◆ Written exercise 1
In the records, from their start through the line with "137 195 L 126", swap "treeline" for "forest edge" and write those lines out again with nothing else changed.

◆ Text provided
┄┄┄┄┄┄┄┄┄┄

The same five data-shape questions, asked of the same dataset, in
Ibex, Pandas, Polars,
DuckDB SQL, and R. No installation
beyond each language's own runtime — every snippet pulls the data
straight from a public HTTPS URL, so you can paste any block into a REPL
and see the result immediately.
January 2024 yellow-cab trips from the NYC Taxi & Limousine
Commission — about 3 million rows, 50 MB Parquet, served as
a public ZSTD-compressed file from cloudfront. The zone lookup is a
separate CSV from the same host.
Each task shows Ibex
first, then the Pandas
equivalent inline. The Polars, DuckDB, and R versions are tucked into
collapsible sections — click to expand. Every snippet is a leaf
expression, written for an interactive REPL where the trailing value
auto-prints (Ibex ;, Python's >>>,
the DuckDB CLI, R's >). All Ibex outputs shown below
are real — captured from running the same script against the
live URL.
Ibex setup. The Ibex snippets use
import "parquet" and import "csv", so the REPL
must be able to find the bundled plugins. After a release build, start
it with
./build-release/tools/ibex --plugin-path ./build-release/tools.

┄┄┄┄┄┄┄┄┄┄

◆ Written exercise 2
Based on the data-tool comparison above, does each statement agree with it? (a) The taxi dataset has about 3 million rows. (b) The Polars versions appear inline right after the Ibex code. (c) The zone lookup is a Parquet file.

┄┄┄┄┄┄┄┄┄┄

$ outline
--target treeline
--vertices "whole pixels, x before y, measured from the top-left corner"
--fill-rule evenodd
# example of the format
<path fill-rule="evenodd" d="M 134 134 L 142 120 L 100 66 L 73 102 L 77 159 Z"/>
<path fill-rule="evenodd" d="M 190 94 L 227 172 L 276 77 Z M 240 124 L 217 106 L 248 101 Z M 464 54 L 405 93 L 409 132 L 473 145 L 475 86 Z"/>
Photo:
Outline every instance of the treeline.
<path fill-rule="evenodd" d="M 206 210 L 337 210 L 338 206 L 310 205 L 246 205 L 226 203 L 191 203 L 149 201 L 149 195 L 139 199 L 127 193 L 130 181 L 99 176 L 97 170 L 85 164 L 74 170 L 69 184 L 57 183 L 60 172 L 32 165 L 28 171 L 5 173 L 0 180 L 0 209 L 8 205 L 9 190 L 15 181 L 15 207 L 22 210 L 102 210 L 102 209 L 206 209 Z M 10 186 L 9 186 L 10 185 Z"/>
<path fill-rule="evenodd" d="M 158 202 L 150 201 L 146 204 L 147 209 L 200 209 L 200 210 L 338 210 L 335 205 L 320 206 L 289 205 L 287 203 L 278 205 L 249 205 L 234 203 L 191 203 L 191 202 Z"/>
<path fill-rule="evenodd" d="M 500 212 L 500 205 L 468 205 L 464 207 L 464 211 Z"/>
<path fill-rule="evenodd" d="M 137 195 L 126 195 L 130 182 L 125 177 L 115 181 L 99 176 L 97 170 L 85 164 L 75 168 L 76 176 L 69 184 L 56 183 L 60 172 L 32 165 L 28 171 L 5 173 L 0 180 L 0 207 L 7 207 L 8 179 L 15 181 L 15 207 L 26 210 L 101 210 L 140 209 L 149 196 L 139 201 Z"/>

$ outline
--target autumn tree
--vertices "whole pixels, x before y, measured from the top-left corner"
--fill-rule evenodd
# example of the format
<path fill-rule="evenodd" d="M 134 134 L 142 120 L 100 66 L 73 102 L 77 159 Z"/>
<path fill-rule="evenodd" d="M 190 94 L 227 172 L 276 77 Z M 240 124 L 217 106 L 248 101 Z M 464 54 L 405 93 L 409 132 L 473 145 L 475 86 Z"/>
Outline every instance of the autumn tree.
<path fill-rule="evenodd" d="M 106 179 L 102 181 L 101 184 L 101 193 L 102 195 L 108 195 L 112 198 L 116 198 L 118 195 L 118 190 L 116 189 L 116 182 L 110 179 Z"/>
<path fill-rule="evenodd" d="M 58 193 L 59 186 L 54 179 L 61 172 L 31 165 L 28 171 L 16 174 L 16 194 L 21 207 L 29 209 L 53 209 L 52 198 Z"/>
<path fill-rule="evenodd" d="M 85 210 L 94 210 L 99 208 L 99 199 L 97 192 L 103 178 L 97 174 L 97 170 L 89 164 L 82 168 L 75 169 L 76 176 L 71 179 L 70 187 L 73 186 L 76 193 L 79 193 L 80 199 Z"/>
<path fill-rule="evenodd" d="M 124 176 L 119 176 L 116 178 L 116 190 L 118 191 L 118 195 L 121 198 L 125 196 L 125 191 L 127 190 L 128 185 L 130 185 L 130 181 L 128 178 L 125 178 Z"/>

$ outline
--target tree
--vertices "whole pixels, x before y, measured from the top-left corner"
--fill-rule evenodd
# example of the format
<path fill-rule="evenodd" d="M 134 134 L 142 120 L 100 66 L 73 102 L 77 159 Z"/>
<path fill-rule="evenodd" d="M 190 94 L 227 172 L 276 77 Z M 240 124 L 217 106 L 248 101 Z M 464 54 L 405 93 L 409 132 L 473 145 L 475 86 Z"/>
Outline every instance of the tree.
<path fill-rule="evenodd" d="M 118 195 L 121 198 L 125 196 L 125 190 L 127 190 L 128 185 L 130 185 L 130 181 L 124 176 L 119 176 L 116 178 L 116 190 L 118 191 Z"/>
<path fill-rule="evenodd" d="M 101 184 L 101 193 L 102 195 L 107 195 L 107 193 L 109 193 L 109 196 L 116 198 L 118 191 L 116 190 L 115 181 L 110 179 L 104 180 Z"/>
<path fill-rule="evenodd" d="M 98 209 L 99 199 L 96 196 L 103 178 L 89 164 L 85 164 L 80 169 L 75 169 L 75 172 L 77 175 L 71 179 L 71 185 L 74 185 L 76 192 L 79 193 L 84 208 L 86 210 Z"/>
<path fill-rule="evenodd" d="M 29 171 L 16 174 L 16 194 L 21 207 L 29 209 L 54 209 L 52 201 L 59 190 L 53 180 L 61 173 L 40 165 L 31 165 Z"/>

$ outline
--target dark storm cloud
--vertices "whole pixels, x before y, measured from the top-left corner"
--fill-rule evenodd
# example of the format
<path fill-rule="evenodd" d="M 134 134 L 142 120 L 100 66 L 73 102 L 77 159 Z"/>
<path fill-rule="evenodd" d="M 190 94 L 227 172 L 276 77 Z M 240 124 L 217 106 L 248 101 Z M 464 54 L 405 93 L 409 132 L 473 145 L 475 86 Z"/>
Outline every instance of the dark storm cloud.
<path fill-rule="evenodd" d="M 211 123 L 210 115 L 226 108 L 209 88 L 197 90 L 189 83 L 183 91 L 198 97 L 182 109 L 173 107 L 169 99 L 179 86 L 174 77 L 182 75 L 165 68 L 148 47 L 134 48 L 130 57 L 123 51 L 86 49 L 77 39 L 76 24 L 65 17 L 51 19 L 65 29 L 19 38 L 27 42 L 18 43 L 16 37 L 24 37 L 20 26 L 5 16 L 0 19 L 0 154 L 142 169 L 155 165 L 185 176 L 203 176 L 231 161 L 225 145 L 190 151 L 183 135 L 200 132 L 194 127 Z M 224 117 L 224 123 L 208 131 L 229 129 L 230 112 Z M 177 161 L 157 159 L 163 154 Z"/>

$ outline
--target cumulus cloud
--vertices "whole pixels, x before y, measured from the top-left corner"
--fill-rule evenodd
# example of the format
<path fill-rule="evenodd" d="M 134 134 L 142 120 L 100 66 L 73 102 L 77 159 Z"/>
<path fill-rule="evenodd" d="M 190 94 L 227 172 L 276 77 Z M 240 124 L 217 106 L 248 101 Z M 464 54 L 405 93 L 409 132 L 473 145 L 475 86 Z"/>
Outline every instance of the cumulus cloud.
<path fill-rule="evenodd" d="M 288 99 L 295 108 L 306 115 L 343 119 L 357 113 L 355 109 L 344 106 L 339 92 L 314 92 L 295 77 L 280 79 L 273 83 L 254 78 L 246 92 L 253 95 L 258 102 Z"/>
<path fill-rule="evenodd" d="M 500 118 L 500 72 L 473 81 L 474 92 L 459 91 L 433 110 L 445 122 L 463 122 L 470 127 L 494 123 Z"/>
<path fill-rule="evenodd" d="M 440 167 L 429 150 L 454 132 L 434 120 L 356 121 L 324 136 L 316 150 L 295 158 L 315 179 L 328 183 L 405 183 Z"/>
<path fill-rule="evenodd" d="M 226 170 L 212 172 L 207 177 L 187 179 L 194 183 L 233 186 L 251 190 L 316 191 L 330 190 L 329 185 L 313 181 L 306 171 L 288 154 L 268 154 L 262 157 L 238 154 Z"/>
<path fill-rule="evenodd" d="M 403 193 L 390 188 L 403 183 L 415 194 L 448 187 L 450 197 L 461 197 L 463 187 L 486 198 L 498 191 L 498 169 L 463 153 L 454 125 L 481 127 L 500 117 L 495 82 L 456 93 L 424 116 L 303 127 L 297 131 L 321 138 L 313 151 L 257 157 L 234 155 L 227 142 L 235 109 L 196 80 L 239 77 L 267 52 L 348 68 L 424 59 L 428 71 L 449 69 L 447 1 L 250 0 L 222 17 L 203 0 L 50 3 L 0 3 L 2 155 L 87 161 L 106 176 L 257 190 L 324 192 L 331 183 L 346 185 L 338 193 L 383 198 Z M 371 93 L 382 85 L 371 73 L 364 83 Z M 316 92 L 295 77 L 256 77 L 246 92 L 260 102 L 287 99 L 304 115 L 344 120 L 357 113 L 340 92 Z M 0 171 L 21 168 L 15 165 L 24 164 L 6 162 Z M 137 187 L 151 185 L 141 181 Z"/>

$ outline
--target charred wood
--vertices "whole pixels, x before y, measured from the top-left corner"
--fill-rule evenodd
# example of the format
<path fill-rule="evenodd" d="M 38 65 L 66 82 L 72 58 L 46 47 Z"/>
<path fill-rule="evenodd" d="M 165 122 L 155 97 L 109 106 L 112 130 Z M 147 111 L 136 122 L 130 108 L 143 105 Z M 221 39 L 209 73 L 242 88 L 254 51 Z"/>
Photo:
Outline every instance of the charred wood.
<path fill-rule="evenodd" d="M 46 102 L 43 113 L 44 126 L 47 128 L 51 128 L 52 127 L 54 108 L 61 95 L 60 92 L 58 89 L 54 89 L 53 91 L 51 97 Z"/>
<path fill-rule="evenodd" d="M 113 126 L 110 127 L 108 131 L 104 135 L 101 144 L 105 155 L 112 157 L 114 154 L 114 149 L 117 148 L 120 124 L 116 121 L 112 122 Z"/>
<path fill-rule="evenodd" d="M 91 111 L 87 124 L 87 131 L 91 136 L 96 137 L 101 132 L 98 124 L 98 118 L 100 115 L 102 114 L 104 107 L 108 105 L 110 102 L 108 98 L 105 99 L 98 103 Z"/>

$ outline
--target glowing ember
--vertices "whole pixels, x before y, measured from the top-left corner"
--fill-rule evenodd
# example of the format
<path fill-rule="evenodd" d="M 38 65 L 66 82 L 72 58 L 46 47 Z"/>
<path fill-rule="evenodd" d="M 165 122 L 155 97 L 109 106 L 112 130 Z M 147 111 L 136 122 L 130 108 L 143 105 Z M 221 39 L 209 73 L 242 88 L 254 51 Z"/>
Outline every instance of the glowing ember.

┄┄┄┄┄┄┄┄┄┄

◆ Answer 1
$ outline
--target forest edge
--vertices "whole pixels, x before y, measured from the top-left corner"
--fill-rule evenodd
# example of the format
<path fill-rule="evenodd" d="M 134 134 L 142 120 L 100 66 L 73 102 L 77 159 Z"/>
<path fill-rule="evenodd" d="M 190 94 L 227 172 L 276 77 Z M 240 124 L 217 106 L 248 101 Z M 464 54 L 405 93 L 409 132 L 473 145 L 475 86 Z"/>
Photo:
Outline every instance of the forest edge.
<path fill-rule="evenodd" d="M 206 210 L 337 210 L 338 206 L 310 205 L 246 205 L 226 203 L 191 203 L 149 201 L 149 195 L 139 199 L 127 193 L 130 181 L 99 176 L 97 170 L 85 164 L 74 170 L 69 184 L 57 183 L 60 172 L 32 165 L 28 171 L 5 173 L 0 180 L 0 209 L 8 205 L 9 190 L 15 181 L 15 207 L 22 210 L 102 210 L 102 209 L 206 209 Z M 10 186 L 9 186 L 10 185 Z"/>
<path fill-rule="evenodd" d="M 158 202 L 150 201 L 146 204 L 147 209 L 200 209 L 200 210 L 338 210 L 335 205 L 320 206 L 289 205 L 287 203 L 278 205 L 249 205 L 234 203 L 191 203 L 191 202 Z"/>
<path fill-rule="evenodd" d="M 500 212 L 500 205 L 468 205 L 464 207 L 464 211 Z"/>
<path fill-rule="evenodd" d="M 137 195 L 126 195 L 130 182 L 125 177 L 115 181 L 99 176 L 97 170 L 85 164 L 75 168 L 76 176 L 69 184 L 56 183 L 60 172 L 32 165 L 28 171 L 5 173 L 0 180 L 0 207 L 7 207 L 8 179 L 15 181 L 15 207 L 26 210 L 101 210 L 140 209 L 149 196 L 139 201 Z"/>

◆ Answer 2
(a) Yes: "about 3 million rows, 50 MB Parquet"
(b) No: "The Polars, DuckDB, and R versions are tucked into collapsible sections"
(c) No: "The zone lookup is a separate CSV from the same host."